§ INFORMATION SHOWN
################
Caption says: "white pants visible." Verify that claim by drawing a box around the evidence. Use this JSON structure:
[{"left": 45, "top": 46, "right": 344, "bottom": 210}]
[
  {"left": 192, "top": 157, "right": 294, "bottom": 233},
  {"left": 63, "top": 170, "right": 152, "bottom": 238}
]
################
§ WHAT THE TASK REQUIRES
Copy the entries above without changing anything.

§ ANSWER TO THE PROBLEM
Caption says: "white pants visible." Verify that claim by drawing a box around the evidence. Use this JSON structure:
[{"left": 45, "top": 46, "right": 344, "bottom": 210}]
[
  {"left": 192, "top": 157, "right": 294, "bottom": 233},
  {"left": 63, "top": 170, "right": 152, "bottom": 238}
]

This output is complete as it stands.